## Problem
Please set down the data below word for word, leaving out the pictures.
___ Entries supplied ___
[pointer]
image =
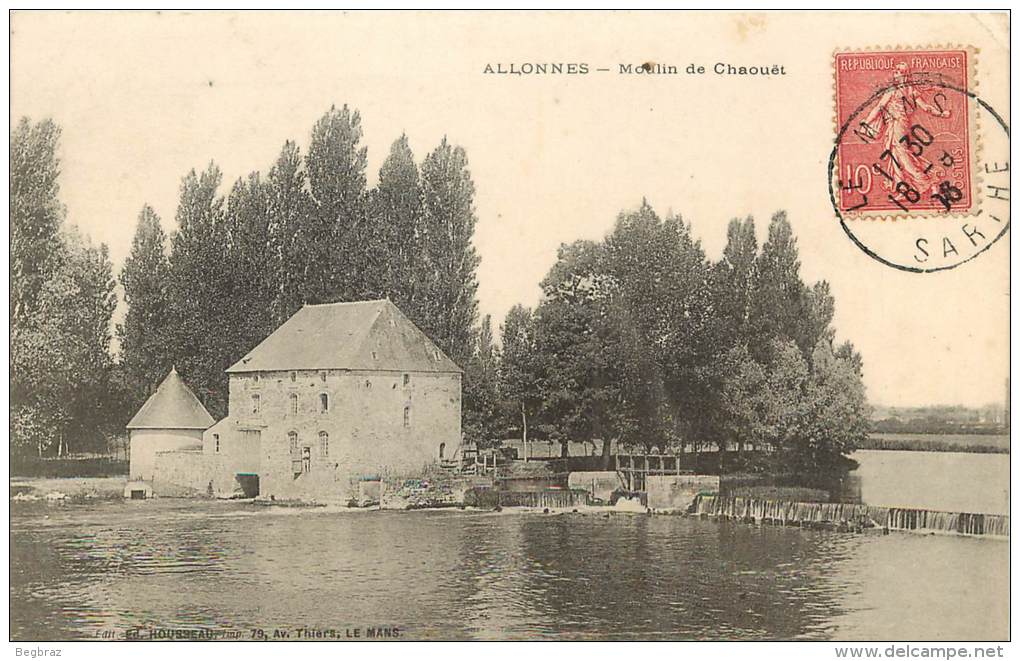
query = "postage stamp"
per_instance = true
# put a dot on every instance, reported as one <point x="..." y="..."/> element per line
___
## Result for this exercise
[pointer]
image =
query = "postage stamp"
per_instance = true
# put a dot on every instance, reported as one <point x="..." y="..."/> element per line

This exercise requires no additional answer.